Repeat exactly the line containing "Find the metal" and every line after it in the entries, and nothing besides.

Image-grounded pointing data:
● ● ● ●

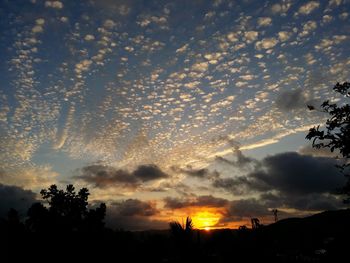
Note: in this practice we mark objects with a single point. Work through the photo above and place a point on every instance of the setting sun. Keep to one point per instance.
(205, 220)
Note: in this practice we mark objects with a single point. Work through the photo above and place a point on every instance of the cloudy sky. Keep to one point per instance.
(165, 109)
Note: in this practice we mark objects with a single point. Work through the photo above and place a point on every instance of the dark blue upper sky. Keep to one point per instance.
(169, 83)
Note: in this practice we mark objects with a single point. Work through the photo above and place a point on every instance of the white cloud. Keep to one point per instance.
(54, 4)
(40, 21)
(233, 37)
(182, 49)
(266, 43)
(83, 65)
(326, 19)
(264, 21)
(251, 36)
(308, 27)
(335, 2)
(37, 29)
(308, 7)
(89, 37)
(201, 67)
(281, 8)
(284, 35)
(344, 16)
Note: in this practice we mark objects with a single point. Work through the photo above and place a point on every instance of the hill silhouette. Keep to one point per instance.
(321, 237)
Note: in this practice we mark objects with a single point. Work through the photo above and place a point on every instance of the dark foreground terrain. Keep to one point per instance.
(322, 237)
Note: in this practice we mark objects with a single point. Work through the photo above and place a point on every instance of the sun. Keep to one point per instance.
(205, 220)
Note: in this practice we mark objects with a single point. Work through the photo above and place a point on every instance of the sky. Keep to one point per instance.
(167, 109)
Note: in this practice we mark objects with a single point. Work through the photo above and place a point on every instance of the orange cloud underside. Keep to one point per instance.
(202, 217)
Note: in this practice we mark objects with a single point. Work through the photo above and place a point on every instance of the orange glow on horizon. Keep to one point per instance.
(206, 219)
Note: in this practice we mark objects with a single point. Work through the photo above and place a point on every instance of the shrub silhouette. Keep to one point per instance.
(67, 211)
(336, 135)
(182, 233)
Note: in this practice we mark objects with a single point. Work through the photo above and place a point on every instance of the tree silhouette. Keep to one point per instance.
(182, 233)
(68, 211)
(336, 135)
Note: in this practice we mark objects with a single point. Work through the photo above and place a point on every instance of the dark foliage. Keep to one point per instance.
(67, 212)
(336, 135)
(58, 233)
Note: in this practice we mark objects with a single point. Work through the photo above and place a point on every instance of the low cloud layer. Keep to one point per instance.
(103, 176)
(133, 214)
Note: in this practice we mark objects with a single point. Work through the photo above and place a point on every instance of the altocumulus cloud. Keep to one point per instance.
(15, 197)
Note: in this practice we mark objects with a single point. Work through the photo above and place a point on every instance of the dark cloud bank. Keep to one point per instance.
(105, 176)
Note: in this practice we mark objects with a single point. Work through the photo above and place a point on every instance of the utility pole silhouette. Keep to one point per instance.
(275, 212)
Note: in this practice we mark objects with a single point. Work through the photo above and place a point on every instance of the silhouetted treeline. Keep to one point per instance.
(66, 230)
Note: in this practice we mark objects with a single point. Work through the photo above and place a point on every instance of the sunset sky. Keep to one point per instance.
(165, 109)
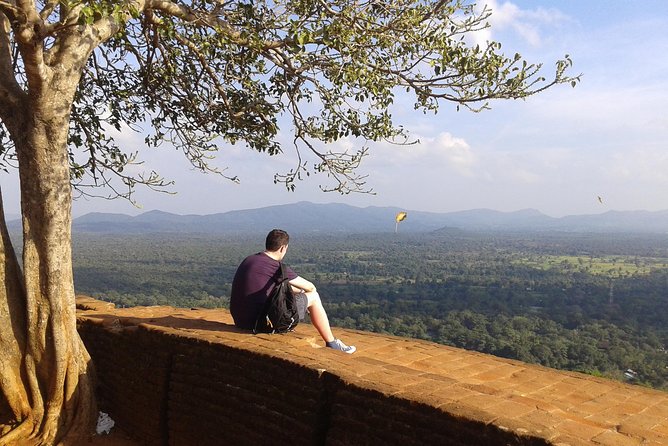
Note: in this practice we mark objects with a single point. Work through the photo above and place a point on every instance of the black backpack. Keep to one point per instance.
(279, 314)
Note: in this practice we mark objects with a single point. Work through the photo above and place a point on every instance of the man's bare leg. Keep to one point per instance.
(319, 317)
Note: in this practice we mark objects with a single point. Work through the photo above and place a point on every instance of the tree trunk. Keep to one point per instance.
(47, 377)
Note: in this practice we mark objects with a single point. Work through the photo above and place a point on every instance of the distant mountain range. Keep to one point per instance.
(342, 218)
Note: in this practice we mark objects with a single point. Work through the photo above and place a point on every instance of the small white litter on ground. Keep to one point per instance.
(104, 423)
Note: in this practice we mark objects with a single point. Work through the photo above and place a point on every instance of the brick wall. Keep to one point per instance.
(188, 377)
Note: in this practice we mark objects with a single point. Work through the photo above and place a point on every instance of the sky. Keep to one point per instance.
(556, 152)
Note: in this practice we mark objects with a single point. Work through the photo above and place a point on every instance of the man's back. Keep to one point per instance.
(253, 282)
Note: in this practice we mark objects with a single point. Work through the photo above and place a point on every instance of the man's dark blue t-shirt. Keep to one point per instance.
(253, 283)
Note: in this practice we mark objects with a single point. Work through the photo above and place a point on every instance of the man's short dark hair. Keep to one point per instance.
(275, 239)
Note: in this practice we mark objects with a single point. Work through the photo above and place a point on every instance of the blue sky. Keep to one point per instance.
(556, 152)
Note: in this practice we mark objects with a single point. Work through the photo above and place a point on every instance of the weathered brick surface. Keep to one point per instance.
(188, 377)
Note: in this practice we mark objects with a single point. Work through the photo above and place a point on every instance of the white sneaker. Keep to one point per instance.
(336, 344)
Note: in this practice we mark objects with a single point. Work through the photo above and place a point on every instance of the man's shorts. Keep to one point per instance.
(302, 303)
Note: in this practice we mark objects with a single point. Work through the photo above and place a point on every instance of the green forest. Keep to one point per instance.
(585, 302)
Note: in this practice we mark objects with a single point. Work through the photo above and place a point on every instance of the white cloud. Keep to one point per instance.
(525, 23)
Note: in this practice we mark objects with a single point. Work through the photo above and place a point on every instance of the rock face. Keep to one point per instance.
(189, 377)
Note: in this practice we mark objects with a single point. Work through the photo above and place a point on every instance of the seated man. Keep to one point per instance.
(255, 279)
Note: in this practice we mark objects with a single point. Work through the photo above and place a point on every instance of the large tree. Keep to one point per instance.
(196, 74)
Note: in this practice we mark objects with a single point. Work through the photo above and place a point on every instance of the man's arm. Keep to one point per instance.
(300, 284)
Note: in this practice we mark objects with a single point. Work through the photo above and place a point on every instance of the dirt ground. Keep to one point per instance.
(114, 438)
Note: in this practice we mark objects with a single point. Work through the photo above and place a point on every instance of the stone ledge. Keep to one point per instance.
(399, 390)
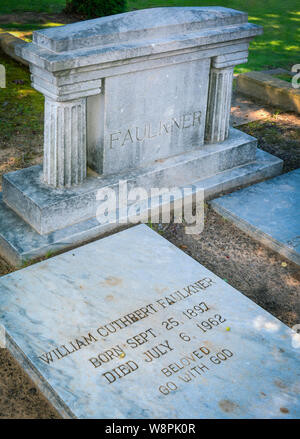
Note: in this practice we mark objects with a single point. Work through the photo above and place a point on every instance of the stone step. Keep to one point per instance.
(49, 209)
(19, 242)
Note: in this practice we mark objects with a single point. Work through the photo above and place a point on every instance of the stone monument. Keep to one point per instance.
(126, 334)
(143, 97)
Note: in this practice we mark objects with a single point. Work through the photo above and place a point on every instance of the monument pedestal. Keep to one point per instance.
(37, 219)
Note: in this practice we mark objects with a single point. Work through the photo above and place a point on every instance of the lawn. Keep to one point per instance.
(279, 46)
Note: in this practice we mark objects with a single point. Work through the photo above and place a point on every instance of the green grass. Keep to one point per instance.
(284, 77)
(21, 107)
(50, 6)
(279, 46)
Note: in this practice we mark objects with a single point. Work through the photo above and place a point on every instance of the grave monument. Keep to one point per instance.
(126, 334)
(143, 97)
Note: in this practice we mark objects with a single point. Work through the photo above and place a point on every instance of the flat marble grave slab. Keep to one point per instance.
(268, 211)
(132, 327)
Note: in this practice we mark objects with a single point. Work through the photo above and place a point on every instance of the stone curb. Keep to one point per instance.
(269, 89)
(8, 43)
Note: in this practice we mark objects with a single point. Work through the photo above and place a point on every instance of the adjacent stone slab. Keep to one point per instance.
(268, 211)
(115, 330)
(19, 242)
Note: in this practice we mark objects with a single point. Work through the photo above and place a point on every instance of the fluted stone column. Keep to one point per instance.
(219, 104)
(64, 142)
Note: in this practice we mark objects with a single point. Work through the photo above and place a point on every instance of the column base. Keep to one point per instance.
(20, 243)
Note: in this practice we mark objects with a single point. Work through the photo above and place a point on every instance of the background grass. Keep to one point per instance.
(279, 46)
(50, 6)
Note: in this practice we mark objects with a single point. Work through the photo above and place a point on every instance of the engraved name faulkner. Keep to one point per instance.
(185, 369)
(149, 131)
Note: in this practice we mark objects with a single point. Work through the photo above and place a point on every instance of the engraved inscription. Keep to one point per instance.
(148, 131)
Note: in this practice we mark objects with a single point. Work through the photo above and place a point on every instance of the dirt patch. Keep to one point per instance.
(280, 136)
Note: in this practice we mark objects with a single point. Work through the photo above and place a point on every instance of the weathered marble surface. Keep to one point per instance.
(47, 209)
(20, 242)
(268, 211)
(144, 77)
(70, 297)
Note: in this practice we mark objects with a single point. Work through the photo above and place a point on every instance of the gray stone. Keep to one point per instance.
(177, 347)
(47, 209)
(268, 211)
(144, 76)
(19, 242)
(142, 97)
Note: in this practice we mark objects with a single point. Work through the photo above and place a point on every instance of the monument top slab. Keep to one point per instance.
(137, 25)
(134, 35)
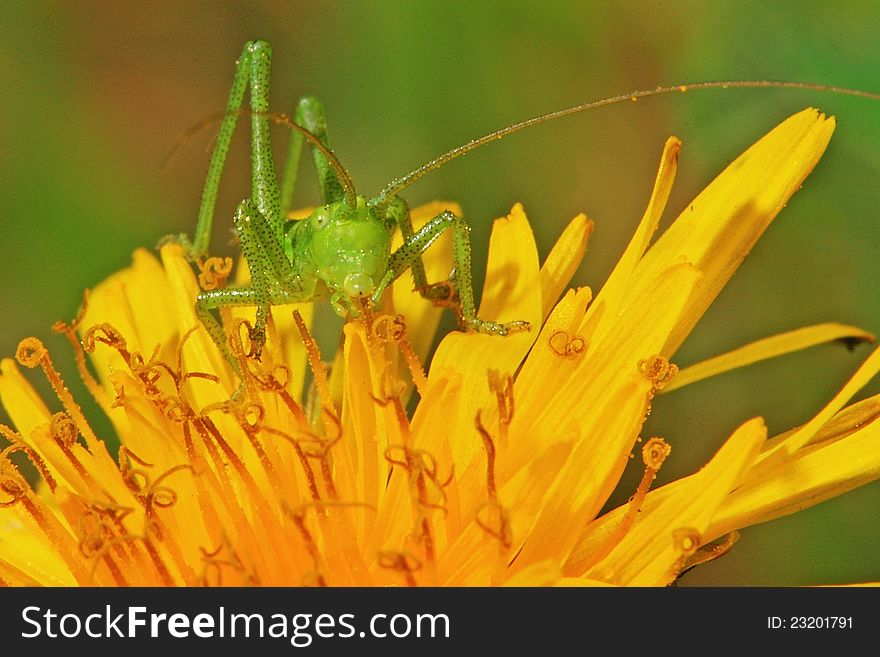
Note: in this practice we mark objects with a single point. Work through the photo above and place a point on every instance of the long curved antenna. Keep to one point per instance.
(396, 186)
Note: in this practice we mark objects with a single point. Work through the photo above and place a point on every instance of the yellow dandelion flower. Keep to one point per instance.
(319, 476)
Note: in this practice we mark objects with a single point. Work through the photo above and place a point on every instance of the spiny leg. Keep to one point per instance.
(252, 70)
(269, 267)
(412, 249)
(310, 115)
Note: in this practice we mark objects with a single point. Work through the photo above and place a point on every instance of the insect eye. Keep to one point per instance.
(321, 217)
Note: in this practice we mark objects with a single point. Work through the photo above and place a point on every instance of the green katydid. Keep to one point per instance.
(342, 251)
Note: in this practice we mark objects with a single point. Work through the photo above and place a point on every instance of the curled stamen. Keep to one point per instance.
(658, 371)
(30, 352)
(69, 331)
(707, 553)
(654, 452)
(686, 540)
(566, 346)
(494, 519)
(63, 430)
(403, 562)
(17, 444)
(489, 444)
(317, 368)
(12, 484)
(213, 272)
(504, 396)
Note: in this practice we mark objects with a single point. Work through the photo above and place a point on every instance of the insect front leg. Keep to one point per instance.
(252, 71)
(398, 213)
(311, 116)
(272, 281)
(411, 251)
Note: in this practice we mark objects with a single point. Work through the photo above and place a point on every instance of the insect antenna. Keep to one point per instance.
(281, 119)
(396, 186)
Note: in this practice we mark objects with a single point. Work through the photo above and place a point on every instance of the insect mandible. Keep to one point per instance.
(342, 251)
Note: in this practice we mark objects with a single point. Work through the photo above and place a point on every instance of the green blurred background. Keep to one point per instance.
(96, 94)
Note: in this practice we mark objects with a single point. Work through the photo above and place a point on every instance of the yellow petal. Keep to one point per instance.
(766, 348)
(563, 261)
(649, 552)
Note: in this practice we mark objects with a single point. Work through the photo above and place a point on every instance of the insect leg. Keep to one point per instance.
(252, 69)
(411, 250)
(311, 116)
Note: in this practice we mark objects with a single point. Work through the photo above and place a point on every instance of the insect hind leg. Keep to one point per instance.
(410, 253)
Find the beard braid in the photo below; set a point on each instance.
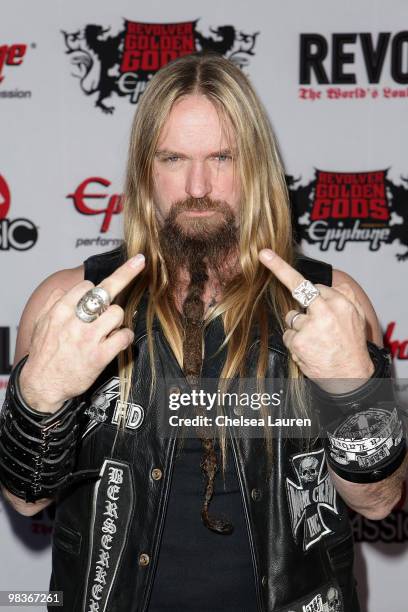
(193, 310)
(185, 250)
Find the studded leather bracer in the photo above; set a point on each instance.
(37, 449)
(363, 430)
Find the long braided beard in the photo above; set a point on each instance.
(181, 248)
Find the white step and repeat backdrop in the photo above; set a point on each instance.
(334, 79)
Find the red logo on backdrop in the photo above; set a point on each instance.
(18, 234)
(149, 46)
(398, 348)
(341, 207)
(11, 55)
(4, 198)
(86, 194)
(124, 63)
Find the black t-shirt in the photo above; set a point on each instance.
(198, 569)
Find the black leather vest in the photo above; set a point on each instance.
(108, 530)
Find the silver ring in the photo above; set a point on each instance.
(293, 319)
(92, 304)
(305, 293)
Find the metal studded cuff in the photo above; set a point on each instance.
(37, 449)
(363, 430)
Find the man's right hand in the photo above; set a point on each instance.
(66, 355)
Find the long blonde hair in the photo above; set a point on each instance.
(264, 217)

● ● ● ●

Reply to the exercise =
Find the metal studded cuff in the photo above; set a point on each instance.
(37, 449)
(363, 430)
Find the man's right hand in the photo above; set a point on each instance.
(66, 355)
Find the long blonde hair in the photo above; set a point on each instance.
(264, 217)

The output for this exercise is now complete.